#### [Stated problem]
Answer these questions from the forum post on building a processor:
1. What reason does the writer give for not buying a Jobo Processor?
2. What do sealed bearings cost?
3. What material would the frame be made of?

#### [Text block]
Thanks for that. I've done a lot of work making underwater housings etc and have worked with PVC and epoxy a lot. No sense making something if the Jobo drums are OK though. I read a respected member here mentioning that he doesn't use Jobo drums just pvc tubes in a large drum which I thought would be a lot cheaper and easier to make. The reason I didn't buy a Jobo Processor was due to the weakness of the lift and motor and I thought the ATL was too expensive.


>I think the hardest part of this project is definetly the mechanics.

Sealed bearings are 10 for $20 and the seals $5 each. Off the shelf 5/16" SS shafts 3" in length are $3 each. I would use bearings spaced apart on the side with the drive pulleys and simple bushings on the non drive side. The frame would be aluminum angle with about 2 1/4' strips of cutting board (great material) screwed to it that the bearings and seals would be set into. Anywhere there needs to be a lot of strength material can be removed and replaced with epoxy fiberglass. I still have a lot of thick woven fiberglass matt around which makes casting parts very easy. I need to look at the belts and pulleys more but a 1/2" belt seems fine. The belt length is not critical as the motor mount is easy to make, and it's base can be ajustable.

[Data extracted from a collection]
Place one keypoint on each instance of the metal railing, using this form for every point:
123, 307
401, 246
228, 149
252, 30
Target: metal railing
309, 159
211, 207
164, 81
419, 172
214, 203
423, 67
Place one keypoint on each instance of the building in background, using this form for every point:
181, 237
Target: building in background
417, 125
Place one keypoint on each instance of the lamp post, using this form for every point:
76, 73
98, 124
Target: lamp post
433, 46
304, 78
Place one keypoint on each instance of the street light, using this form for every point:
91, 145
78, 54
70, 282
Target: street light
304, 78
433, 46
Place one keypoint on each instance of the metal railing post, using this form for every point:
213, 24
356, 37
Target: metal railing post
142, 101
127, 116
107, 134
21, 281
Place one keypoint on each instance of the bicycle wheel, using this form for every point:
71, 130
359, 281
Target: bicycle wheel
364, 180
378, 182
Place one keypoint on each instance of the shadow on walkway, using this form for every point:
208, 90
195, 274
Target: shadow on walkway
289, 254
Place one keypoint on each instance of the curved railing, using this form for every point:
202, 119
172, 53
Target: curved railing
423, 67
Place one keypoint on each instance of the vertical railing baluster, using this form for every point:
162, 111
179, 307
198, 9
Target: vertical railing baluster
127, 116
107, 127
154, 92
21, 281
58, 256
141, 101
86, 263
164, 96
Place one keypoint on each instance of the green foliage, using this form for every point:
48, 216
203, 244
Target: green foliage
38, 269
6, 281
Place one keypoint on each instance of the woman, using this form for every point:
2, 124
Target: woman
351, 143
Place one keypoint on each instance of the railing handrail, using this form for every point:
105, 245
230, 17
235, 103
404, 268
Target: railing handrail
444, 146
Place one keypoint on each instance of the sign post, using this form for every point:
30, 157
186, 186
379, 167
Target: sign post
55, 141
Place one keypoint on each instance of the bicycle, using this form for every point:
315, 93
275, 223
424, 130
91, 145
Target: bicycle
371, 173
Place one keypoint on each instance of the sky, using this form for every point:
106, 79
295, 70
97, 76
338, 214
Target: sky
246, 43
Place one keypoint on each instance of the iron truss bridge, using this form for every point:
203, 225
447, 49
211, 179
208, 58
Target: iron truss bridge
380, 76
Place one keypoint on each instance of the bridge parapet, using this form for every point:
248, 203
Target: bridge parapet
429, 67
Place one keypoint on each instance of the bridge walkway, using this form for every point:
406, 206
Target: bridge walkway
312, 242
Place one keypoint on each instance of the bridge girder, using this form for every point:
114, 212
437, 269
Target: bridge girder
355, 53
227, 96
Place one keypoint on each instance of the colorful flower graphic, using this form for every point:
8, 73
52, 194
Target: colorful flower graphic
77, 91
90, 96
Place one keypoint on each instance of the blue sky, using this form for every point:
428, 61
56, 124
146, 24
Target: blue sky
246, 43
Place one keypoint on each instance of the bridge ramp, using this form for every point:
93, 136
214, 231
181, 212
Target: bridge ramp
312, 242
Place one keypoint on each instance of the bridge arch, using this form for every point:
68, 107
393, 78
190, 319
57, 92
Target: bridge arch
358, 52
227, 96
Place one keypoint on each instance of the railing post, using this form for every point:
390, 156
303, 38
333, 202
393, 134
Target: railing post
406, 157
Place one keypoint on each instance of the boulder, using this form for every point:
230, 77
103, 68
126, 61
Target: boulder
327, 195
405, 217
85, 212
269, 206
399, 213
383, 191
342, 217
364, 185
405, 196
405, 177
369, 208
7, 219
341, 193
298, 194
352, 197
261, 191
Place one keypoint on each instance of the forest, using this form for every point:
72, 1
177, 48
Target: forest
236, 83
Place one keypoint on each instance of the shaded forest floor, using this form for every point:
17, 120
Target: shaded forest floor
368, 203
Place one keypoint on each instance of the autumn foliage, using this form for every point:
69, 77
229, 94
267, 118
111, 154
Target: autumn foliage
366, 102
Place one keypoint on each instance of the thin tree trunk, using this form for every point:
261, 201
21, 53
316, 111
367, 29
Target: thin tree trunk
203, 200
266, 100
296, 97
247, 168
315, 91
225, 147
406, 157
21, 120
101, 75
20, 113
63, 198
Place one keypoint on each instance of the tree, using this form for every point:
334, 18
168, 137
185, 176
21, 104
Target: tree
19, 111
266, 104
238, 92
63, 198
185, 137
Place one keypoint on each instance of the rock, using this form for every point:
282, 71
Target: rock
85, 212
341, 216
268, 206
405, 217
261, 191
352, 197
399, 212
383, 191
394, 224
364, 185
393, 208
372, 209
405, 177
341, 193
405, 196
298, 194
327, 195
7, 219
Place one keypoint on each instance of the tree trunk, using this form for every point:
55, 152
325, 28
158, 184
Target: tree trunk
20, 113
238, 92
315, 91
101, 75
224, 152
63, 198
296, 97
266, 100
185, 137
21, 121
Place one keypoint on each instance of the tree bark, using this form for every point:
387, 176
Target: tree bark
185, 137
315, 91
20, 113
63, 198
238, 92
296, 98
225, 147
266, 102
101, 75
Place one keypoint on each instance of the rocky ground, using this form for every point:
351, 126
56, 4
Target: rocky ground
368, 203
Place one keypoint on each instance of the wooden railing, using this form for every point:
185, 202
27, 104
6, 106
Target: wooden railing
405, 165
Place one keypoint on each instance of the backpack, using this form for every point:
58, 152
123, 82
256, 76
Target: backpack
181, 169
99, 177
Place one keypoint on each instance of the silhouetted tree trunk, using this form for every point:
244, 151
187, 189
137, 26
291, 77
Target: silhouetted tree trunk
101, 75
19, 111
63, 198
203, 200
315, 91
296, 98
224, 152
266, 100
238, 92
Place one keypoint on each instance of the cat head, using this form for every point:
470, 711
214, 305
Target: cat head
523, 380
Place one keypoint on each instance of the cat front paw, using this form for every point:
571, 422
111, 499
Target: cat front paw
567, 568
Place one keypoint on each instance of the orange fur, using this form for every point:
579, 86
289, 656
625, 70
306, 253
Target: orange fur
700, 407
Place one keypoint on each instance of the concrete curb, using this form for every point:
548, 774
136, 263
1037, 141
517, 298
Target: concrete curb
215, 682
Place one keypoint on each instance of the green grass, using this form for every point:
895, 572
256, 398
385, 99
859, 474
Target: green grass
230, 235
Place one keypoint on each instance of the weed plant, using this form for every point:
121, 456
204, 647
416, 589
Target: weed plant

#### [Output below]
1. The weakness of the lift and motor.
2. 10 for $20.
3. Aluminum angle.